Please rewrite only the rows from the line with "to locate clay" through the line with "left=352, top=172, right=361, bottom=231", both included, keeping the request lines and their sample boxes unchanged. Multiply every bounding-box coordinate in the answers by 1.8 and round each result to a whole number, with halves rounded up.
--*--
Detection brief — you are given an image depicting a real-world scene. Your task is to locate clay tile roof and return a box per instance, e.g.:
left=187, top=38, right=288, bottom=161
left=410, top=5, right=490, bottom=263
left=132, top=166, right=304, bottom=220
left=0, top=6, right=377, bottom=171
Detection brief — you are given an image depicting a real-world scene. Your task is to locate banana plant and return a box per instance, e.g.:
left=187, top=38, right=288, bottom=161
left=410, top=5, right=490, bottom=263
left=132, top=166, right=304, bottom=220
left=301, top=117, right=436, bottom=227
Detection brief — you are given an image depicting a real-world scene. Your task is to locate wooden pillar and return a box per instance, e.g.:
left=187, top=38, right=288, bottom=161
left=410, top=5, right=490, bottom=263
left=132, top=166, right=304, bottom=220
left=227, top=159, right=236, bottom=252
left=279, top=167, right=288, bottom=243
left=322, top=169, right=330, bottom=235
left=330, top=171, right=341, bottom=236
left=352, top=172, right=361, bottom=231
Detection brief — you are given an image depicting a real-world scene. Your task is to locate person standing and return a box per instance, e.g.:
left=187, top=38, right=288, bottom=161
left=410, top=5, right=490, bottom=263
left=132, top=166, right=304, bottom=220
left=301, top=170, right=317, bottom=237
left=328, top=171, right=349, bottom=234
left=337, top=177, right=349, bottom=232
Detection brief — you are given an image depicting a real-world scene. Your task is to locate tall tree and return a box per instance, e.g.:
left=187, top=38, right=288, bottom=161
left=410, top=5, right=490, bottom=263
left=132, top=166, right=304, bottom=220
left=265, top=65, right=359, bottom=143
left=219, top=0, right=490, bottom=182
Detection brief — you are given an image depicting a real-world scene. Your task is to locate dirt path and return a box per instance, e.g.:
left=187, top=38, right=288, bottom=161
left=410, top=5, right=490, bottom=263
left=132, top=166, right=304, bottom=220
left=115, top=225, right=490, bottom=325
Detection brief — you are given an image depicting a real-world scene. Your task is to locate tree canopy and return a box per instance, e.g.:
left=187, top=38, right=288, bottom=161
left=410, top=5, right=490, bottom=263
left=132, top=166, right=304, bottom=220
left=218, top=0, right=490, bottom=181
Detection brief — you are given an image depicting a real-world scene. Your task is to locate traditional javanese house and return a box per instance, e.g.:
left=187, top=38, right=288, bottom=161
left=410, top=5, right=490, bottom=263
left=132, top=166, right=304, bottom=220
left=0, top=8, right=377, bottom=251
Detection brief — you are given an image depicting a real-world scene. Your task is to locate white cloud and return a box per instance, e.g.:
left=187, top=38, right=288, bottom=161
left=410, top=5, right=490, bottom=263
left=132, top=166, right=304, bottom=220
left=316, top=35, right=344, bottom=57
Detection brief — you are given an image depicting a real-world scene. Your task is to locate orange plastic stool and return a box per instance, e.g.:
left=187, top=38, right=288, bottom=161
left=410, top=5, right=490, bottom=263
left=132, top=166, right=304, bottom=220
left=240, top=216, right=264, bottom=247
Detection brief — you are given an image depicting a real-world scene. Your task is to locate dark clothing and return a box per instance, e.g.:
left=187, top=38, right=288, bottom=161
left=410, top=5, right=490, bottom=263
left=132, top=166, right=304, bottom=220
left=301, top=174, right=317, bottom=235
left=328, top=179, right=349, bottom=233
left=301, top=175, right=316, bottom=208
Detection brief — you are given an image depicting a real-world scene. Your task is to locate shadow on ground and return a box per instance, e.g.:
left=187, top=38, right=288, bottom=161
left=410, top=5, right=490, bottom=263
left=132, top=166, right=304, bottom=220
--*--
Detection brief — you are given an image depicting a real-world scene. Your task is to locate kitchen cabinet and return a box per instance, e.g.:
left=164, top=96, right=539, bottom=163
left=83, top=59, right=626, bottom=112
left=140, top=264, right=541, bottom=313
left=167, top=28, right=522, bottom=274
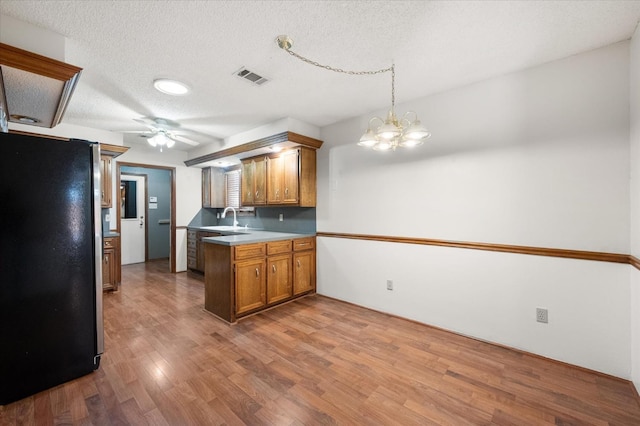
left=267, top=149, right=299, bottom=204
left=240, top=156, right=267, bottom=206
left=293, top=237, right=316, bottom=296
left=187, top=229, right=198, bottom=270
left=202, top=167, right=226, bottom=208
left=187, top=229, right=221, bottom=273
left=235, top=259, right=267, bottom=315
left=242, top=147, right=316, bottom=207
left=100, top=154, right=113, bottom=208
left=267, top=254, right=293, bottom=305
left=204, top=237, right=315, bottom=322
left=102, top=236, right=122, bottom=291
--*--
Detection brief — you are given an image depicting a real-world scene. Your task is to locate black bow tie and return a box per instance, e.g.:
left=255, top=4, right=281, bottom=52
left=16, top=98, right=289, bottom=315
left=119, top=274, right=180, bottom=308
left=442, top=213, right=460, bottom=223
--*--
### THE REPLY
Detection brief — you are given an image depicting a real-world scene. Your task is to locate clay tile roof and return a box per instance, e.g.:
left=187, top=38, right=288, bottom=161
left=410, top=5, right=490, bottom=263
left=132, top=166, right=304, bottom=220
left=0, top=11, right=679, bottom=308
Detection brief — you are given an image depicting a real-world scene. Your task is to locate banana plant and return a box per instance, e.g.:
left=187, top=38, right=288, bottom=161
left=410, top=5, right=490, bottom=263
left=132, top=166, right=304, bottom=220
left=542, top=211, right=785, bottom=409
Detection brief — you are given an image depicting a real-world scene. Your task is to locate wooden pillar and return a box per instance, e.g.:
left=187, top=38, right=288, bottom=161
left=410, top=5, right=490, bottom=263
left=132, top=166, right=304, bottom=220
left=409, top=286, right=425, bottom=454
left=502, top=301, right=518, bottom=437
left=580, top=304, right=594, bottom=423
left=594, top=308, right=614, bottom=425
left=634, top=310, right=650, bottom=416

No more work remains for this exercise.